## Direction
Copy the records below word for word, starting with the line that contains "Isolate each glass" and continuing through the last line of the records.

## Data section
==============================

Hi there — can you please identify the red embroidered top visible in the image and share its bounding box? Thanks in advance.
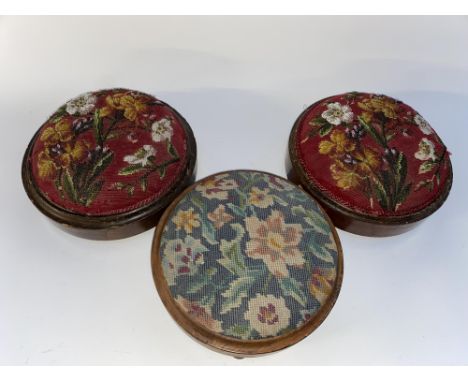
[29,89,187,216]
[292,92,451,217]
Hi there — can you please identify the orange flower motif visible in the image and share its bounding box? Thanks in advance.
[330,161,363,190]
[245,211,305,277]
[99,93,147,122]
[309,267,336,305]
[319,130,356,155]
[40,118,73,146]
[37,141,88,178]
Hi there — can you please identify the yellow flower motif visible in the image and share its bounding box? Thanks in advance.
[319,130,356,154]
[40,118,73,145]
[249,187,274,208]
[245,210,305,277]
[99,93,146,122]
[330,161,362,190]
[354,148,380,174]
[358,96,398,118]
[37,141,88,178]
[172,208,200,233]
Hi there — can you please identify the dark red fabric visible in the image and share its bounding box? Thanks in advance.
[295,92,450,217]
[30,89,187,216]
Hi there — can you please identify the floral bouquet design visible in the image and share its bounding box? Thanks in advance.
[300,93,447,213]
[31,89,180,212]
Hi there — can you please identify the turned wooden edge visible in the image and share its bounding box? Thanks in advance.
[285,106,453,237]
[151,170,343,359]
[21,104,197,240]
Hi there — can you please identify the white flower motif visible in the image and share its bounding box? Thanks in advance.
[414,138,437,160]
[244,294,291,337]
[65,93,97,115]
[414,114,434,135]
[322,102,354,126]
[124,145,156,167]
[151,118,173,142]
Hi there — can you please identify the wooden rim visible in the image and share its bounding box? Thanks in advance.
[288,97,453,226]
[21,101,197,231]
[151,170,343,357]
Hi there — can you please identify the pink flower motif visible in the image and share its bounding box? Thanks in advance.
[244,294,291,337]
[245,211,305,277]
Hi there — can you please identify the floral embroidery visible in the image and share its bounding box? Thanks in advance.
[196,175,237,200]
[65,93,97,115]
[297,93,448,215]
[151,118,173,142]
[249,187,274,208]
[414,114,434,135]
[207,205,234,229]
[414,138,436,160]
[124,145,156,167]
[319,131,356,155]
[358,96,398,119]
[164,236,208,285]
[32,89,185,214]
[244,294,291,337]
[322,102,353,126]
[309,268,336,304]
[160,171,338,340]
[100,92,147,122]
[176,297,222,333]
[173,208,200,233]
[245,211,304,277]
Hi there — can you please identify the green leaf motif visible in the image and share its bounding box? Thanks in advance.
[358,117,385,147]
[218,223,246,276]
[396,183,412,204]
[85,180,104,207]
[309,241,335,263]
[63,170,78,202]
[220,276,256,314]
[187,277,206,293]
[119,163,145,175]
[278,277,307,307]
[88,151,114,183]
[166,139,179,158]
[202,221,218,245]
[373,180,388,210]
[291,206,330,235]
[140,176,148,192]
[419,161,436,174]
[93,110,104,147]
[227,203,245,218]
[395,151,408,192]
[158,166,166,179]
[319,123,333,137]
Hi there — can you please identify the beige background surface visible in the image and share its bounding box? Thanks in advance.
[0,17,468,365]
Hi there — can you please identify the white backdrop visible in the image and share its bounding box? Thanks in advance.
[0,17,468,365]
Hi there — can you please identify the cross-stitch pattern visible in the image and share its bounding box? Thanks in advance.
[30,89,187,216]
[294,92,450,216]
[160,171,339,340]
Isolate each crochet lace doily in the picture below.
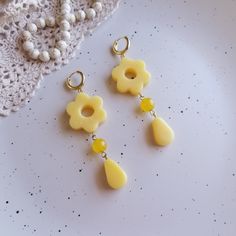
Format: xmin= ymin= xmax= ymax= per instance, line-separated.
xmin=0 ymin=0 xmax=119 ymax=116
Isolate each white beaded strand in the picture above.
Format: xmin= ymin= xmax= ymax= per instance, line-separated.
xmin=21 ymin=0 xmax=102 ymax=62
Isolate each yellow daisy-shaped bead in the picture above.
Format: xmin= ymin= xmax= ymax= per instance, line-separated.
xmin=112 ymin=57 xmax=151 ymax=96
xmin=66 ymin=93 xmax=106 ymax=133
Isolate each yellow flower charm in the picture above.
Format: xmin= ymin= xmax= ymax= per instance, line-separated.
xmin=66 ymin=92 xmax=106 ymax=133
xmin=112 ymin=57 xmax=151 ymax=95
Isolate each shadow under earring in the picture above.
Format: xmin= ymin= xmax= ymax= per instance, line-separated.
xmin=112 ymin=36 xmax=174 ymax=146
xmin=66 ymin=71 xmax=127 ymax=189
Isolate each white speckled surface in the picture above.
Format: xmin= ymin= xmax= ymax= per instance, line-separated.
xmin=0 ymin=0 xmax=236 ymax=236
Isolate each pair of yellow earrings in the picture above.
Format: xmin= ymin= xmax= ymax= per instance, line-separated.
xmin=66 ymin=36 xmax=174 ymax=189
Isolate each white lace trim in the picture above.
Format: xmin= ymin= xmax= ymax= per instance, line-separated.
xmin=0 ymin=0 xmax=119 ymax=116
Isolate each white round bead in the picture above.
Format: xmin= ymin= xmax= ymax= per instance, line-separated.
xmin=22 ymin=30 xmax=32 ymax=41
xmin=61 ymin=3 xmax=71 ymax=12
xmin=61 ymin=31 xmax=70 ymax=41
xmin=35 ymin=18 xmax=46 ymax=29
xmin=69 ymin=14 xmax=76 ymax=24
xmin=61 ymin=8 xmax=70 ymax=15
xmin=75 ymin=10 xmax=86 ymax=21
xmin=49 ymin=48 xmax=61 ymax=60
xmin=60 ymin=0 xmax=70 ymax=5
xmin=61 ymin=13 xmax=70 ymax=22
xmin=56 ymin=40 xmax=68 ymax=52
xmin=85 ymin=8 xmax=96 ymax=20
xmin=39 ymin=51 xmax=50 ymax=62
xmin=45 ymin=16 xmax=56 ymax=27
xmin=29 ymin=49 xmax=40 ymax=60
xmin=60 ymin=20 xmax=70 ymax=31
xmin=27 ymin=23 xmax=38 ymax=33
xmin=92 ymin=2 xmax=102 ymax=12
xmin=23 ymin=40 xmax=34 ymax=52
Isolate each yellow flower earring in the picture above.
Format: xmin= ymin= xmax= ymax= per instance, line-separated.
xmin=112 ymin=36 xmax=174 ymax=146
xmin=66 ymin=71 xmax=127 ymax=189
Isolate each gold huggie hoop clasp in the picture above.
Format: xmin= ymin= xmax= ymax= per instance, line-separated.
xmin=66 ymin=70 xmax=85 ymax=92
xmin=112 ymin=36 xmax=130 ymax=57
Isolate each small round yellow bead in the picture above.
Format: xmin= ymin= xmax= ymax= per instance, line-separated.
xmin=140 ymin=98 xmax=155 ymax=112
xmin=92 ymin=138 xmax=107 ymax=153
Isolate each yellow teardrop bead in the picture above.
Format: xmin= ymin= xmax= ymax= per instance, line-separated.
xmin=152 ymin=117 xmax=175 ymax=146
xmin=104 ymin=158 xmax=127 ymax=189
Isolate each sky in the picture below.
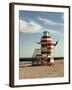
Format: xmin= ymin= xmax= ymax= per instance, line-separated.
xmin=19 ymin=10 xmax=64 ymax=58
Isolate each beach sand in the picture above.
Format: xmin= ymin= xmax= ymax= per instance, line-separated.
xmin=19 ymin=60 xmax=64 ymax=79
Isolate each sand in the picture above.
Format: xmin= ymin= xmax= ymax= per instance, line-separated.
xmin=19 ymin=60 xmax=64 ymax=79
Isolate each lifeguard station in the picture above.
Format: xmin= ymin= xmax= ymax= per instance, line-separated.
xmin=32 ymin=31 xmax=58 ymax=65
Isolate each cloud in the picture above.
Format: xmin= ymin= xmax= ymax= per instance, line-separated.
xmin=38 ymin=17 xmax=63 ymax=25
xmin=20 ymin=20 xmax=43 ymax=33
xmin=20 ymin=20 xmax=61 ymax=35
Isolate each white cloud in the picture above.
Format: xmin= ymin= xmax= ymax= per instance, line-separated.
xmin=38 ymin=17 xmax=63 ymax=25
xmin=20 ymin=20 xmax=61 ymax=35
xmin=20 ymin=20 xmax=43 ymax=33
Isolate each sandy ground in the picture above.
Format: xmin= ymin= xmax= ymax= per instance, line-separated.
xmin=19 ymin=60 xmax=64 ymax=79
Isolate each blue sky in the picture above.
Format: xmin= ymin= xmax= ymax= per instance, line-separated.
xmin=19 ymin=10 xmax=64 ymax=58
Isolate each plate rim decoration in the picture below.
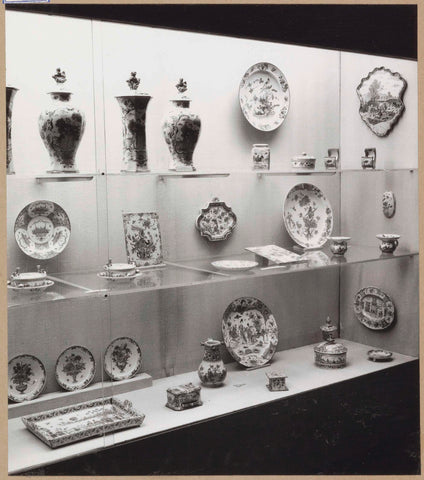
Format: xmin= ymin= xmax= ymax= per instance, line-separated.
xmin=353 ymin=285 xmax=396 ymax=330
xmin=54 ymin=345 xmax=96 ymax=392
xmin=283 ymin=182 xmax=334 ymax=250
xmin=103 ymin=336 xmax=143 ymax=381
xmin=211 ymin=260 xmax=259 ymax=272
xmin=7 ymin=353 xmax=47 ymax=403
xmin=13 ymin=200 xmax=72 ymax=260
xmin=238 ymin=62 xmax=290 ymax=132
xmin=221 ymin=296 xmax=278 ymax=368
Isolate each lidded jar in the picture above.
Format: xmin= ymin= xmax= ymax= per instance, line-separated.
xmin=314 ymin=317 xmax=347 ymax=368
xmin=197 ymin=338 xmax=227 ymax=387
xmin=38 ymin=68 xmax=85 ymax=173
xmin=115 ymin=72 xmax=152 ymax=172
xmin=162 ymin=78 xmax=201 ymax=171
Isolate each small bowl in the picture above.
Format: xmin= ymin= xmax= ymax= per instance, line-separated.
xmin=328 ymin=236 xmax=351 ymax=255
xmin=376 ymin=233 xmax=400 ymax=253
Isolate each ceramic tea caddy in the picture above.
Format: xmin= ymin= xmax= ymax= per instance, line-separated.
xmin=328 ymin=237 xmax=351 ymax=255
xmin=265 ymin=371 xmax=288 ymax=392
xmin=252 ymin=143 xmax=271 ymax=170
xmin=197 ymin=338 xmax=227 ymax=387
xmin=376 ymin=233 xmax=400 ymax=253
xmin=166 ymin=383 xmax=203 ymax=411
xmin=291 ymin=152 xmax=316 ymax=170
xmin=314 ymin=317 xmax=347 ymax=368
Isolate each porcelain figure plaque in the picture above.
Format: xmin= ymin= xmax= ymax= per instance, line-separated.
xmin=122 ymin=212 xmax=163 ymax=267
xmin=356 ymin=67 xmax=407 ymax=137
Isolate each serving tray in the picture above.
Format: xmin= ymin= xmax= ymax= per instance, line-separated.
xmin=22 ymin=397 xmax=145 ymax=448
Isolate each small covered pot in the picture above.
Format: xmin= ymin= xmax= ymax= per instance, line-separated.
xmin=314 ymin=317 xmax=347 ymax=368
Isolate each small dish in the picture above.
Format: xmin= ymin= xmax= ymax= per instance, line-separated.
xmin=7 ymin=280 xmax=54 ymax=293
xmin=7 ymin=355 xmax=46 ymax=402
xmin=211 ymin=260 xmax=258 ymax=272
xmin=55 ymin=345 xmax=96 ymax=392
xmin=367 ymin=349 xmax=393 ymax=362
xmin=104 ymin=337 xmax=142 ymax=380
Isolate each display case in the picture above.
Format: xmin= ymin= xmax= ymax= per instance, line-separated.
xmin=6 ymin=11 xmax=418 ymax=474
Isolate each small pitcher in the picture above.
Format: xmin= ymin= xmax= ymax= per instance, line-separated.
xmin=197 ymin=338 xmax=227 ymax=387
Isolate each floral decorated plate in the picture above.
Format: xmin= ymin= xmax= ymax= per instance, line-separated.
xmin=353 ymin=287 xmax=395 ymax=330
xmin=104 ymin=337 xmax=141 ymax=380
xmin=7 ymin=280 xmax=54 ymax=293
xmin=55 ymin=345 xmax=96 ymax=392
xmin=239 ymin=62 xmax=290 ymax=132
xmin=211 ymin=260 xmax=258 ymax=272
xmin=283 ymin=183 xmax=333 ymax=249
xmin=222 ymin=297 xmax=278 ymax=367
xmin=8 ymin=355 xmax=46 ymax=402
xmin=196 ymin=198 xmax=237 ymax=242
xmin=97 ymin=270 xmax=143 ymax=282
xmin=14 ymin=200 xmax=71 ymax=260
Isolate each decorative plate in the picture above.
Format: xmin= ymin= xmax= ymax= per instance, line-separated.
xmin=239 ymin=62 xmax=290 ymax=132
xmin=15 ymin=200 xmax=71 ymax=260
xmin=196 ymin=197 xmax=237 ymax=242
xmin=245 ymin=245 xmax=302 ymax=263
xmin=283 ymin=183 xmax=333 ymax=248
xmin=353 ymin=287 xmax=395 ymax=330
xmin=211 ymin=260 xmax=258 ymax=272
xmin=356 ymin=67 xmax=407 ymax=137
xmin=8 ymin=355 xmax=46 ymax=402
xmin=122 ymin=212 xmax=163 ymax=267
xmin=222 ymin=297 xmax=278 ymax=367
xmin=7 ymin=280 xmax=54 ymax=293
xmin=97 ymin=270 xmax=143 ymax=282
xmin=55 ymin=345 xmax=96 ymax=392
xmin=104 ymin=337 xmax=141 ymax=380
xmin=367 ymin=349 xmax=393 ymax=362
xmin=22 ymin=397 xmax=145 ymax=448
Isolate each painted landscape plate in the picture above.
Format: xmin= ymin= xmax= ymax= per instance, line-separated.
xmin=239 ymin=62 xmax=290 ymax=132
xmin=22 ymin=398 xmax=145 ymax=448
xmin=7 ymin=355 xmax=46 ymax=402
xmin=14 ymin=200 xmax=71 ymax=260
xmin=222 ymin=297 xmax=278 ymax=367
xmin=104 ymin=337 xmax=141 ymax=380
xmin=211 ymin=260 xmax=258 ymax=272
xmin=283 ymin=183 xmax=333 ymax=249
xmin=55 ymin=345 xmax=96 ymax=392
xmin=353 ymin=287 xmax=395 ymax=330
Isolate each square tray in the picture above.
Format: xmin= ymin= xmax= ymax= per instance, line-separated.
xmin=22 ymin=397 xmax=145 ymax=448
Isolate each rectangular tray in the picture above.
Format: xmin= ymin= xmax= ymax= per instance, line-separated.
xmin=22 ymin=397 xmax=145 ymax=448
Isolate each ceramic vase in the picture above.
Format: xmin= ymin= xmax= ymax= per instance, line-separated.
xmin=38 ymin=68 xmax=85 ymax=173
xmin=162 ymin=78 xmax=201 ymax=171
xmin=115 ymin=72 xmax=152 ymax=172
xmin=197 ymin=338 xmax=227 ymax=387
xmin=252 ymin=143 xmax=271 ymax=170
xmin=6 ymin=87 xmax=18 ymax=175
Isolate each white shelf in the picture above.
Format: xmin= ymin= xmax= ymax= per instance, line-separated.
xmin=8 ymin=340 xmax=416 ymax=474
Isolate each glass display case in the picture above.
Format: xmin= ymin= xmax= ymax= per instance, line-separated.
xmin=6 ymin=11 xmax=418 ymax=474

==============================

## Correct answer
Isolate each glass display case in the picture above.
Format: xmin= ymin= xmax= ymax= per instance, line-separated.
xmin=6 ymin=11 xmax=418 ymax=474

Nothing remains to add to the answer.